## REQUEST 1
Reproduce the mailing list message about the SQL query word for word.

## TEXT EXTRACT
+-------+

>>>>> "Alain" == Alain Fontaine <alain@stripped> writes:
Alain> Hello,
Alain> I am running the latest Win32 shareware version (not yet registered) on
Alain> Windows98.
Alain> I have a database containing about 7 tables. The main table is called
Alain> "products", containing computer equipment.
Alain> This table contains 9 records.
Alain> When I do the following SELECT statement:
Alain> ----
Alain> select products.prod_id,products.name,products.costprice,
Alain> products.manufacturer,products.promotion,products.webpage,products.profit_pe
Alain> rcent,
Alain> products.currency,products.top_pick,manufacturer.num,manufacturer.name,
Alain> manufacturer.webpage, currencies.ISO, currencies.rate,
Alain> products.category_2,sub_categories.num,
Alain> sub_categories.name
Alain> from products, manufacturer, currencies, sub_categories
Alain> where products.manufacturer=manufacturer.num
Alain> and products.currency=currencies.ISO
Alain> and products.category_2 = sub_categories.num
Alain> and products.name LIKE '%pent%'
Alain> OR manufacturer.name LIKE '%int%'
Alain> ----
Alain> the query return 2295 rows (obviously, with 9 records in my products table,
Alain> this seems strange).

+-------+

Recorded data:
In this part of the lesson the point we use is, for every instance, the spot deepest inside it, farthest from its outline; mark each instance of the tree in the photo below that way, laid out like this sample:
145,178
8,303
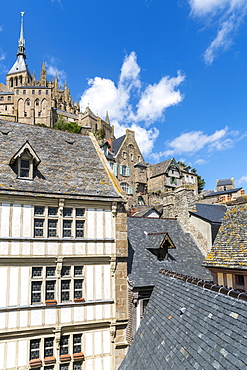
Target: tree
200,181
62,125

+-------+

## REQUEST 2
Convert every line of the recorded data entries above into a numbered list, skipping blank lines and leaving out the pictures.

## RESPONSE 1
>>>>> "Alain" == Alain Fontaine <alain@stripped> writes:
Alain> Hello,
Alain> I am running the latest Win32 shareware version (not yet registered) on
Alain> Windows98.
Alain> I have a database containing about 7 tables. The main table is called
Alain> "products", containing computer equipment.
Alain> This table contains 9 records.
Alain> When I do the following SELECT statement:
Alain> ----
Alain> select products.prod_id,products.name,products.costprice,
Alain> products.manufacturer,products.promotion,products.webpage,products.profit_pe
Alain> rcent,
Alain> products.currency,products.top_pick,manufacturer.num,manufacturer.name,
Alain> manufacturer.webpage, currencies.ISO, currencies.rate,
Alain> products.category_2,sub_categories.num,
Alain> sub_categories.name
Alain> from products, manufacturer, currencies, sub_categories
Alain> where products.manufacturer=manufacturer.num
Alain> and products.currency=currencies.ISO
Alain> and products.category_2 = sub_categories.num
Alain> and products.name LIKE '%pent%'
Alain> OR manufacturer.name LIKE '%int%'
Alain> ----
Alain> the query return 2295 rows (obviously, with 9 records in my products table,
Alain> this seems strange).

## RESPONSE 2
1. In this part of the lesson the point we use is, for every instance, the spot deepest inside it, farthest from its outline; mark each instance of the tree in the photo below that way, laid out like this sample:
2. 145,178
3. 8,303
4. Target: tree
5. 200,181
6. 62,125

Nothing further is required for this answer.